»»

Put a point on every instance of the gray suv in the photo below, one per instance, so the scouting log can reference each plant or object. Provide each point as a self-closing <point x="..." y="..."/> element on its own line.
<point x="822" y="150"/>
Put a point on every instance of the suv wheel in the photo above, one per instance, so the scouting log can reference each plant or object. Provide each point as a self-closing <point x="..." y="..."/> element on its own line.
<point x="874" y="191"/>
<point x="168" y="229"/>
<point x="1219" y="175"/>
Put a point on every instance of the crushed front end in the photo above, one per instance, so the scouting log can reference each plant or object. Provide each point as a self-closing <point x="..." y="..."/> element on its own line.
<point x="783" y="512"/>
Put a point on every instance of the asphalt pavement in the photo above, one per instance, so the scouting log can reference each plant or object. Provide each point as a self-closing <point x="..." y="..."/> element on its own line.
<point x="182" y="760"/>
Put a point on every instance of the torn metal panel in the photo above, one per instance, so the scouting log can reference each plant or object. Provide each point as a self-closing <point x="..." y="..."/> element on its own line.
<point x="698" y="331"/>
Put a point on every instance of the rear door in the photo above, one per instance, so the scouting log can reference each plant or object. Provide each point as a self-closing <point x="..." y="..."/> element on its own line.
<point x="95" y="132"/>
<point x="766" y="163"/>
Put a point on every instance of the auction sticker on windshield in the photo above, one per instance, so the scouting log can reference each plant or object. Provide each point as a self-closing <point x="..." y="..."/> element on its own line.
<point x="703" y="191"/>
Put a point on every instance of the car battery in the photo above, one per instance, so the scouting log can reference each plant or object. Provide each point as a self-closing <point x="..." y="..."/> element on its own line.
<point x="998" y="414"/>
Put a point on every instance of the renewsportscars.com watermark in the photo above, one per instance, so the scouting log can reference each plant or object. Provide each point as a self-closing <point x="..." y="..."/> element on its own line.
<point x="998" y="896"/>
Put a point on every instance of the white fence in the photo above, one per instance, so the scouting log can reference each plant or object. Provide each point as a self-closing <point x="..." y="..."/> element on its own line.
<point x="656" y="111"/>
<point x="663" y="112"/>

««

How to complete this task - After locating the line containing "Put a point on every instance of the white", write out that line and all remaining lines of the records exactly, with nothing added.

Exercise response -
Put a point on every instance of the white fence in the photo above, one per instance, so the scouting log can reference each plant or object. Provide each point as a self-closing <point x="..." y="..."/> element on its own line.
<point x="656" y="111"/>
<point x="663" y="112"/>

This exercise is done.